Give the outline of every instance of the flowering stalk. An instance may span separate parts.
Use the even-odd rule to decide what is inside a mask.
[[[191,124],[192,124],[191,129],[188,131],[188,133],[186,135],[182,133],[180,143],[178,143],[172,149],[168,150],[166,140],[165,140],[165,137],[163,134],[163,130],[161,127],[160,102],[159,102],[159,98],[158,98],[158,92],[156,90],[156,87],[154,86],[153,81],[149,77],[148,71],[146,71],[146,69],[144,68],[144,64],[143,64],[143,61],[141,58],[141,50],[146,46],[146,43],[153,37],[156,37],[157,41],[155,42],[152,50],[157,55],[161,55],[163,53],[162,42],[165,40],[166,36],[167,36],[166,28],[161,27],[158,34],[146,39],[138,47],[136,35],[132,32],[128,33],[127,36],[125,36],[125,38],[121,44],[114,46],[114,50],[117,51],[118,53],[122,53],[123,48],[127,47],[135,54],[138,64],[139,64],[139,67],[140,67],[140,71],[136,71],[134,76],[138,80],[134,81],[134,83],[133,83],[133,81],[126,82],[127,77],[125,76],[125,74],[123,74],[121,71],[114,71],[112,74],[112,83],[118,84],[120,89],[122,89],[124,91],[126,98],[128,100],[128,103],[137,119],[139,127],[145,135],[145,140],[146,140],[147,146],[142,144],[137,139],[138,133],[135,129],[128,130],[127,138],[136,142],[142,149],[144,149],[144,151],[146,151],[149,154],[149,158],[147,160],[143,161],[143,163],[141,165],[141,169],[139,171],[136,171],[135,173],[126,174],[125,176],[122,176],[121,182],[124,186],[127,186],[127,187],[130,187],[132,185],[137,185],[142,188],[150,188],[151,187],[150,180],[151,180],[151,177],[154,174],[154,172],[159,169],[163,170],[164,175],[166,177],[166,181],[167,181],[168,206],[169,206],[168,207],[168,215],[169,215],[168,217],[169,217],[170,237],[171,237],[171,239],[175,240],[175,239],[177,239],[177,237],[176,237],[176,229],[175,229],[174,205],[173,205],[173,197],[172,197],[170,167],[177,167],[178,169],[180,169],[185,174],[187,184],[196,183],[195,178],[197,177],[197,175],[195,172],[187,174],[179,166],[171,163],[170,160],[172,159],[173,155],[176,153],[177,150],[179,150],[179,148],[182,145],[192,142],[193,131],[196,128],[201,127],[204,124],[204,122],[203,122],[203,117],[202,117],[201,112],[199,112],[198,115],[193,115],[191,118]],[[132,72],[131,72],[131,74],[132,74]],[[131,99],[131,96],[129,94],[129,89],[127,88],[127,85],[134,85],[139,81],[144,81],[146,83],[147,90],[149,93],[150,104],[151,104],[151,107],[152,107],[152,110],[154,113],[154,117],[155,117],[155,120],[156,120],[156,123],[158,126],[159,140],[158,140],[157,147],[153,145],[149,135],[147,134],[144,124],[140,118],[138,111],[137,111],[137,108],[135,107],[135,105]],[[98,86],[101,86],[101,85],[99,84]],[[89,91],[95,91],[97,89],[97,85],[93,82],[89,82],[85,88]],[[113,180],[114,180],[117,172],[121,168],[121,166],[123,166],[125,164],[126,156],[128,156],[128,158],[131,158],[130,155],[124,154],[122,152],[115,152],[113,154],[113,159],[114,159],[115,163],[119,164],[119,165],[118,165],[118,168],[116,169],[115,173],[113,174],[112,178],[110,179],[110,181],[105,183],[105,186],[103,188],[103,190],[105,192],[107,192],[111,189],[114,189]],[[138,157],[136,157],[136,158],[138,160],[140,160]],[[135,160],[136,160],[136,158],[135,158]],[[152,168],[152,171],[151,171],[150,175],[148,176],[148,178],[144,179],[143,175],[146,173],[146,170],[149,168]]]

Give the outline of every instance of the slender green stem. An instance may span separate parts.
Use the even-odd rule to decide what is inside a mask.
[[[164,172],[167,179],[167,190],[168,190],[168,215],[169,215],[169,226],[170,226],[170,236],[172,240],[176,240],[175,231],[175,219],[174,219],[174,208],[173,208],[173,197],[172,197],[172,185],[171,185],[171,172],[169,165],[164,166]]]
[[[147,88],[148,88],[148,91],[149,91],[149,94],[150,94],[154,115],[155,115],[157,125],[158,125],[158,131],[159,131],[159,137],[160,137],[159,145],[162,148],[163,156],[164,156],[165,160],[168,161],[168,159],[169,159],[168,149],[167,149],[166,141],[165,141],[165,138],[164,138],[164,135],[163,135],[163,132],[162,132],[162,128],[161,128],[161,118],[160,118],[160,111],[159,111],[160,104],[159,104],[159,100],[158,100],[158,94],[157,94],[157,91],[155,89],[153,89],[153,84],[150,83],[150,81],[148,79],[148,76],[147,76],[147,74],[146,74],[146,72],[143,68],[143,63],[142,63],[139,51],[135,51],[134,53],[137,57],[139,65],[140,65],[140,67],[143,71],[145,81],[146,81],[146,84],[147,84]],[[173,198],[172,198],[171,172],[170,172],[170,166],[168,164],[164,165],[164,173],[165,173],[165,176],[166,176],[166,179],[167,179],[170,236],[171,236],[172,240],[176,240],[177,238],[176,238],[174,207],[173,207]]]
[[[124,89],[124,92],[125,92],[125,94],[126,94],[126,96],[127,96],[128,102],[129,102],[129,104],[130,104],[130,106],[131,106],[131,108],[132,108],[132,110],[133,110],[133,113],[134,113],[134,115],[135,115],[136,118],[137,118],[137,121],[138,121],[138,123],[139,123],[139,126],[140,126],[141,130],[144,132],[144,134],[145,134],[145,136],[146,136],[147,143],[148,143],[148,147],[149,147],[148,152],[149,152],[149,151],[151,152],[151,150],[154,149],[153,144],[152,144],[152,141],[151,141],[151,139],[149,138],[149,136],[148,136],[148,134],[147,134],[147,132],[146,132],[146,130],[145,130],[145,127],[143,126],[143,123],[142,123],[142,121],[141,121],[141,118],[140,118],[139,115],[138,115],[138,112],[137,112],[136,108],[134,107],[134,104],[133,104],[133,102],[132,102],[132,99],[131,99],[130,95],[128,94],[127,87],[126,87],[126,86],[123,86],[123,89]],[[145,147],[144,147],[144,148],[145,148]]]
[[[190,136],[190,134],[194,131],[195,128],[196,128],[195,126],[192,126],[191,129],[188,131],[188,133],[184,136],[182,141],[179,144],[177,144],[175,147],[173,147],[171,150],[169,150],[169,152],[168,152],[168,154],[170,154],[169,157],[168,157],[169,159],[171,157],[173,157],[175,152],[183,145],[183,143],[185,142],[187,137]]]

What is being asked
Your task is to repeat each line of the material exactly.

Written reply
Give the outline of every instance of the flowering stalk. An instance may span separate parts.
Use the even-odd rule to decide what is inside a mask.
[[[191,124],[192,124],[191,129],[188,131],[188,133],[186,135],[182,133],[180,143],[178,143],[172,149],[168,150],[166,140],[165,140],[165,137],[163,134],[163,130],[161,127],[160,102],[159,102],[159,98],[158,98],[158,92],[156,90],[156,87],[154,86],[153,81],[149,77],[148,71],[146,71],[146,69],[144,68],[144,64],[143,64],[143,61],[141,58],[141,50],[146,46],[146,43],[153,37],[156,37],[157,41],[155,42],[152,50],[157,55],[161,55],[163,53],[162,42],[165,40],[166,36],[167,36],[166,28],[161,27],[158,34],[146,39],[138,47],[136,35],[132,32],[128,33],[127,36],[125,36],[125,38],[121,44],[114,46],[114,50],[117,51],[118,53],[122,53],[123,48],[127,47],[135,54],[138,64],[139,64],[139,67],[140,67],[140,71],[136,71],[134,76],[138,80],[134,81],[134,83],[133,83],[133,81],[126,82],[127,77],[125,76],[125,74],[123,74],[121,71],[114,71],[112,74],[112,83],[118,84],[120,89],[122,89],[124,91],[126,98],[128,100],[128,103],[137,119],[139,127],[145,135],[145,140],[146,140],[147,146],[142,144],[137,139],[138,133],[135,129],[128,130],[127,138],[136,142],[142,149],[144,149],[144,151],[146,151],[149,154],[149,158],[147,160],[143,161],[143,163],[141,165],[141,169],[139,171],[136,171],[135,173],[126,174],[125,176],[122,176],[121,182],[124,186],[127,186],[127,187],[130,187],[132,185],[137,185],[142,188],[150,188],[151,187],[150,180],[151,180],[151,177],[154,174],[154,172],[159,169],[163,170],[164,175],[166,177],[166,181],[167,181],[168,206],[169,206],[168,207],[168,215],[169,215],[168,217],[169,217],[170,237],[171,237],[171,239],[175,240],[175,239],[177,239],[177,237],[176,237],[176,229],[175,229],[174,205],[173,205],[173,197],[172,197],[170,167],[177,167],[178,169],[180,169],[185,174],[187,184],[196,183],[195,178],[197,177],[197,175],[195,172],[187,174],[179,166],[171,163],[170,160],[172,159],[173,155],[176,153],[177,150],[179,150],[179,148],[182,145],[192,142],[193,131],[196,128],[201,127],[204,124],[204,122],[203,122],[203,117],[202,117],[201,112],[199,112],[198,115],[193,115],[191,118]],[[132,72],[131,72],[131,74],[132,74]],[[131,99],[131,96],[129,94],[129,89],[127,88],[127,85],[134,85],[139,81],[144,81],[146,83],[147,90],[149,93],[150,104],[151,104],[151,107],[152,107],[152,110],[154,113],[154,117],[155,117],[155,120],[156,120],[156,123],[158,126],[159,140],[158,140],[157,147],[153,145],[149,135],[147,134],[144,124],[140,118],[138,111],[137,111],[137,108],[135,107],[135,105]],[[98,86],[101,86],[101,85],[99,84]],[[89,91],[95,91],[97,89],[97,85],[93,82],[89,82],[85,88]],[[113,180],[114,180],[117,172],[121,168],[121,166],[123,166],[125,164],[126,156],[128,156],[128,158],[131,158],[130,155],[124,154],[122,152],[115,152],[113,154],[113,159],[114,159],[115,163],[119,164],[119,165],[118,165],[118,168],[116,169],[115,173],[113,174],[112,178],[110,179],[110,181],[105,183],[105,186],[103,188],[103,190],[105,192],[107,192],[111,189],[114,189]],[[138,157],[136,157],[136,158],[138,160],[140,160]],[[135,160],[136,160],[136,158],[135,158]],[[152,168],[152,171],[151,171],[150,175],[148,176],[148,178],[144,179],[143,175],[146,173],[146,170],[149,168]]]

Give the outline of every instance of the slender green stem. An instance may span separate parts.
Use the even-odd rule to decide what is inside a mask.
[[[164,172],[167,179],[167,190],[168,190],[168,215],[169,215],[169,226],[170,226],[170,236],[172,240],[176,240],[175,231],[175,219],[174,219],[174,208],[173,208],[173,197],[172,197],[172,185],[171,185],[171,172],[169,165],[164,166]]]
[[[147,88],[148,88],[148,91],[149,91],[149,94],[150,94],[154,115],[155,115],[157,125],[158,125],[158,131],[159,131],[159,137],[160,137],[159,145],[162,148],[163,156],[164,156],[165,160],[168,161],[168,159],[169,159],[168,149],[167,149],[166,141],[165,141],[165,138],[164,138],[164,135],[163,135],[163,132],[162,132],[162,128],[161,128],[161,118],[160,118],[160,111],[159,111],[160,104],[159,104],[159,100],[158,100],[158,94],[157,94],[157,91],[155,89],[153,89],[153,84],[150,83],[150,81],[148,79],[148,76],[147,76],[147,74],[146,74],[146,72],[143,68],[143,63],[142,63],[139,51],[135,51],[134,53],[137,57],[139,65],[140,65],[140,67],[143,71],[145,81],[146,81],[146,84],[147,84]],[[173,198],[172,198],[171,172],[170,172],[170,166],[168,164],[164,165],[164,173],[165,173],[165,176],[166,176],[166,179],[167,179],[170,236],[171,236],[172,240],[176,240],[177,238],[176,238],[174,207],[173,207]]]
[[[124,89],[124,92],[125,92],[125,94],[126,94],[126,96],[127,96],[128,102],[129,102],[129,104],[130,104],[130,106],[131,106],[131,108],[132,108],[132,110],[133,110],[133,113],[134,113],[134,115],[135,115],[136,118],[137,118],[137,121],[138,121],[138,123],[139,123],[139,126],[140,126],[141,130],[144,132],[144,134],[145,134],[145,136],[146,136],[147,143],[148,143],[148,147],[149,147],[148,152],[149,152],[149,151],[151,152],[151,150],[154,149],[153,144],[152,144],[152,141],[151,141],[151,139],[149,138],[149,136],[148,136],[148,134],[147,134],[147,132],[146,132],[146,130],[145,130],[145,127],[143,126],[143,123],[142,123],[142,121],[141,121],[141,118],[140,118],[139,115],[138,115],[138,112],[137,112],[136,108],[134,107],[134,104],[133,104],[133,102],[132,102],[132,99],[131,99],[130,95],[128,94],[127,87],[126,87],[126,86],[123,86],[123,89]],[[145,147],[144,147],[144,148],[145,148]]]
[[[190,136],[190,134],[194,131],[195,128],[196,128],[195,126],[192,126],[191,129],[188,131],[188,133],[184,136],[182,141],[179,144],[177,144],[175,147],[173,147],[171,150],[169,150],[169,152],[168,152],[168,154],[170,154],[169,157],[168,157],[169,159],[171,157],[173,157],[175,152],[183,145],[183,143],[185,142],[187,137]]]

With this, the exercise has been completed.